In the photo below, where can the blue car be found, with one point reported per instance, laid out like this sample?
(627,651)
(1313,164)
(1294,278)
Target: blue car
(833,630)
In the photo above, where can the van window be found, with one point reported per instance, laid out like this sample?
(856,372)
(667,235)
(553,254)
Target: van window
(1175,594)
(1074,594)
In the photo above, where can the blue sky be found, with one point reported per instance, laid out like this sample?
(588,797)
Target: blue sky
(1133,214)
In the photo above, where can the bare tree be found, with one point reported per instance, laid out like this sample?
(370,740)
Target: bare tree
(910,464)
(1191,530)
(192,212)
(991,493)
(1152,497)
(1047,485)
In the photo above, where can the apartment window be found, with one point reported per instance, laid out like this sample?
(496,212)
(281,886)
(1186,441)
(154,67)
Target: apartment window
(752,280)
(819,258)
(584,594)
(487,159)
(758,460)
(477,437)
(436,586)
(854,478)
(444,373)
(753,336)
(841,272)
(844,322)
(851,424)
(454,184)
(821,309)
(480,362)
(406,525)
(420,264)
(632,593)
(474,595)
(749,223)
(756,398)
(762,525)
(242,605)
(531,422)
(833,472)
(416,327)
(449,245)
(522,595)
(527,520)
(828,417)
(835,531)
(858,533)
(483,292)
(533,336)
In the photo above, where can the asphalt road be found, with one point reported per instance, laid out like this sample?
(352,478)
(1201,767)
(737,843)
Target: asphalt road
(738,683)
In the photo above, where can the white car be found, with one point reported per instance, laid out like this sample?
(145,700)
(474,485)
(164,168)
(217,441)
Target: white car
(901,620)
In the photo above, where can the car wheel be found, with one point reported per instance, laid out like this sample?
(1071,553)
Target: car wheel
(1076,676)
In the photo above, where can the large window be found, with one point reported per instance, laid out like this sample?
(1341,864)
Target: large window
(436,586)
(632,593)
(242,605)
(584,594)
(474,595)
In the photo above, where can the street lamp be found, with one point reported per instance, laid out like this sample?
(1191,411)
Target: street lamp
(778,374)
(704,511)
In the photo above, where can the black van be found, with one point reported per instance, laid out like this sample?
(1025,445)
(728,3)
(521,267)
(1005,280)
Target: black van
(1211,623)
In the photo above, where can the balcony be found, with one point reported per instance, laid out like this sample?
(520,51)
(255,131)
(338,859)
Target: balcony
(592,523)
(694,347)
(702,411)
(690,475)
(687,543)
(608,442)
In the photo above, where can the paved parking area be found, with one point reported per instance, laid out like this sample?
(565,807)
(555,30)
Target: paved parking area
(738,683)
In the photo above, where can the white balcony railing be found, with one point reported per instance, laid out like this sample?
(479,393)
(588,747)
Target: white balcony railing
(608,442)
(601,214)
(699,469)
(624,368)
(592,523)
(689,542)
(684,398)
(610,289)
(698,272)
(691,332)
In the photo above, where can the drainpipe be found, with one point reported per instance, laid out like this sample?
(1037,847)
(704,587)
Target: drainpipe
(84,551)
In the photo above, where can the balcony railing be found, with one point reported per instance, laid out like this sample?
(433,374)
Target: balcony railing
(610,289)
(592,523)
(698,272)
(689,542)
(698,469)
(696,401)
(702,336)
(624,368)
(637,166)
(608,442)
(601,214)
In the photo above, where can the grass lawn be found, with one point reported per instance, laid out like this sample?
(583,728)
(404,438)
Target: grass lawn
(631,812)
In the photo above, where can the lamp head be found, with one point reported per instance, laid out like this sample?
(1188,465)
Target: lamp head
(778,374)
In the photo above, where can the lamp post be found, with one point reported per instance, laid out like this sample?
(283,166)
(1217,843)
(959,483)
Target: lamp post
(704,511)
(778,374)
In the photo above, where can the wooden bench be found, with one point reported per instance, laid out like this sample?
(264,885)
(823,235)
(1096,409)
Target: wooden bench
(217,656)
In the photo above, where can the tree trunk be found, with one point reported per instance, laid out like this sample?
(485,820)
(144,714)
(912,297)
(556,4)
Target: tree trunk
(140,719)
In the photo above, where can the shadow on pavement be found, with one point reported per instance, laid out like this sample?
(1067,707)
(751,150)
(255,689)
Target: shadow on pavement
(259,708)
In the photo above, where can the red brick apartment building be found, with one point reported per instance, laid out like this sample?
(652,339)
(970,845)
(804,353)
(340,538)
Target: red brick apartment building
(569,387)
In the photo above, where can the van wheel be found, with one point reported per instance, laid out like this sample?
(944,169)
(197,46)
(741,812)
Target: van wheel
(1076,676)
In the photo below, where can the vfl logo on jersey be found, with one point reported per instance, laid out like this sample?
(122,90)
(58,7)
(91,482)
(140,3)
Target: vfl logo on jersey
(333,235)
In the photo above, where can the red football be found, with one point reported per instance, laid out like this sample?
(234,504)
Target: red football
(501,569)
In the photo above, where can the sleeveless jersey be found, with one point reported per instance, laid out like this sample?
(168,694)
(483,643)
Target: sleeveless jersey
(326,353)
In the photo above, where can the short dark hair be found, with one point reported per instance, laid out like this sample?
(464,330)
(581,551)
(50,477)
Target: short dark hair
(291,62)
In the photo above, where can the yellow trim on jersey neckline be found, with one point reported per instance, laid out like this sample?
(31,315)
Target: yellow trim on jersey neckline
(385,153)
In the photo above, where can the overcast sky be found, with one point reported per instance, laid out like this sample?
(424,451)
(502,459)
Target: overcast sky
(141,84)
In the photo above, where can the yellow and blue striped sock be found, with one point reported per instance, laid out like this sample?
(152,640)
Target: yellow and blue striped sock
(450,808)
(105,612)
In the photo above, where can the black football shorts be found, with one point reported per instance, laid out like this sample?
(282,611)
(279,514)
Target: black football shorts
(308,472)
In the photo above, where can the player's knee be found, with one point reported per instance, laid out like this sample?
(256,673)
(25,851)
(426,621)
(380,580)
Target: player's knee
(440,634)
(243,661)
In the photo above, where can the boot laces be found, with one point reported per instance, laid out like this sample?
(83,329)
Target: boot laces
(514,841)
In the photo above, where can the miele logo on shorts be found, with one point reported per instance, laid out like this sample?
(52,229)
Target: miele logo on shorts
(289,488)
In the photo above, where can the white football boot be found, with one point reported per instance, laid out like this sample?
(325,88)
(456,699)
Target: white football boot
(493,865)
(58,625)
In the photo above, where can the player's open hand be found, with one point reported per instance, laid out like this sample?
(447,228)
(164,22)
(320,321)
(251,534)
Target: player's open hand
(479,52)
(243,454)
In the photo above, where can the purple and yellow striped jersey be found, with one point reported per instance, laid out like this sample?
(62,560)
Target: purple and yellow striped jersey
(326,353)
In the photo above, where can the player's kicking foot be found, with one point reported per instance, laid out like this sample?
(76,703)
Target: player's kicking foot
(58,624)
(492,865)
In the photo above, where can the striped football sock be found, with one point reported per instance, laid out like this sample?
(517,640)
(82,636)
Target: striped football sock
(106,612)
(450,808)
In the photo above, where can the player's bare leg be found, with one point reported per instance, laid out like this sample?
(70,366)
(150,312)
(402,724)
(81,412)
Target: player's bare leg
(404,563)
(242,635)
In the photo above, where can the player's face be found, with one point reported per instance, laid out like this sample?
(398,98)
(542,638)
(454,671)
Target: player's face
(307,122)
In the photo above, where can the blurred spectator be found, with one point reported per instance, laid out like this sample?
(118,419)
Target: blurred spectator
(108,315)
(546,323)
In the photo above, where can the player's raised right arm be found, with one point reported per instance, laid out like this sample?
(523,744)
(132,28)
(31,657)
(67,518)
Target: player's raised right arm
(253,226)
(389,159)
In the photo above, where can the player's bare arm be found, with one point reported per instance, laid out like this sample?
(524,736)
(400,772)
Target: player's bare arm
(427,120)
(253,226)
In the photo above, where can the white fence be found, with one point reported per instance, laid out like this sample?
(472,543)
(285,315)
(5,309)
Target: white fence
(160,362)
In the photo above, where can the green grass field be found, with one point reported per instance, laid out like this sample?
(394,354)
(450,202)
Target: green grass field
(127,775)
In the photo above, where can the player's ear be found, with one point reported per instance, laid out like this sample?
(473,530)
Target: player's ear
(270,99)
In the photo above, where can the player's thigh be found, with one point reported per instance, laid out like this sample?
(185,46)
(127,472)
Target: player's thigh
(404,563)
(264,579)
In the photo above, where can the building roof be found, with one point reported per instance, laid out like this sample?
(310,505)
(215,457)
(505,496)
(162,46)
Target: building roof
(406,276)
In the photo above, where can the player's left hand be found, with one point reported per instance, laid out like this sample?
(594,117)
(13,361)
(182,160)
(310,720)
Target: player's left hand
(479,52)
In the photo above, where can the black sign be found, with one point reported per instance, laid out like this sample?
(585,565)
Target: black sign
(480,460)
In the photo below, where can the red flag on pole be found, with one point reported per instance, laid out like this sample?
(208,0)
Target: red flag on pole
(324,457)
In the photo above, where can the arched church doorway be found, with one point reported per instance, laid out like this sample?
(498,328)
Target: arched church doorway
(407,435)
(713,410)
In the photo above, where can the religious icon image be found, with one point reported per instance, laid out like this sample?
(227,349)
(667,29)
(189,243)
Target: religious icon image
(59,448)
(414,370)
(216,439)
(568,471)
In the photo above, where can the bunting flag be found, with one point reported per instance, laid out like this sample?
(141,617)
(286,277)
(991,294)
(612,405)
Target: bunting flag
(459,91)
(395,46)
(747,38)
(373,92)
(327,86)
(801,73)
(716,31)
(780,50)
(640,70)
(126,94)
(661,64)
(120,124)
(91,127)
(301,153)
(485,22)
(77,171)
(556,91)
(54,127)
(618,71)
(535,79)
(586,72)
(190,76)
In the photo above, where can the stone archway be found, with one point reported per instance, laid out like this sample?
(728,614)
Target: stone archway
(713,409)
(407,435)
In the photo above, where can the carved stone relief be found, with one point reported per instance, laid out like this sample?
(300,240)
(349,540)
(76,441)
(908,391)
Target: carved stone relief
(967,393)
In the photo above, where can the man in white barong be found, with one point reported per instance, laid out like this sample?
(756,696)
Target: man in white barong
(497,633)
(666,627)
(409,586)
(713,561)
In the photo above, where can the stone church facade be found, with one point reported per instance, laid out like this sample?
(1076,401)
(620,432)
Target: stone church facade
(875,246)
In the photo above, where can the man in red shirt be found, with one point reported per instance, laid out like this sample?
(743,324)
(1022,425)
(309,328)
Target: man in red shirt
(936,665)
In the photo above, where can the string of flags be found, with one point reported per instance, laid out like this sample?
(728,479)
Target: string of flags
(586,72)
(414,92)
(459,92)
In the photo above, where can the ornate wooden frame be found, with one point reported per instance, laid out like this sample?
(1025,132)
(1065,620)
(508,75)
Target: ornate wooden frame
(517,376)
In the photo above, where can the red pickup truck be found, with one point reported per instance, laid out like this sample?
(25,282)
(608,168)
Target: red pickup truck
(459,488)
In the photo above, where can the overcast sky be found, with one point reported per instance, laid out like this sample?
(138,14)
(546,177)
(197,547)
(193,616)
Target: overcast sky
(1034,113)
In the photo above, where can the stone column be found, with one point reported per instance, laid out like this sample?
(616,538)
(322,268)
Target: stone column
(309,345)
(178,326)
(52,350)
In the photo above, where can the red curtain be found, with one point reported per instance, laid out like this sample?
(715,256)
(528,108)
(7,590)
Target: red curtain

■ ■ ■ ■

The problem — All lines from the one containing "In the photo above, where can the ornate" through the final line of the listing above are to be reproduced exactly; include both and add nothing.

Response below —
In the photo above, where can the ornate wooden frame be found, with one point reported per instance, laid out like this sample?
(1025,132)
(1065,620)
(508,75)
Target: ornate wooden frame
(517,376)
In the photo above, where can the red pickup truck be found, with one point reported per instance, laid out like this sample?
(25,282)
(608,168)
Target: red pickup truck
(459,488)
In the photo above, where can the overcast sky be found, with one point reported per instance, laid out like this sample?
(138,14)
(546,177)
(197,547)
(193,616)
Target: overcast sky
(1034,113)
In the photo above, where can the stone column be found, with one point reported per instance, laid out like this sample?
(616,538)
(322,268)
Target: stone column
(309,345)
(178,326)
(52,350)
In the photo above, where can the red curtain be found, with one point reported per instance, laid out like this sample?
(715,256)
(528,108)
(7,590)
Target: red curtain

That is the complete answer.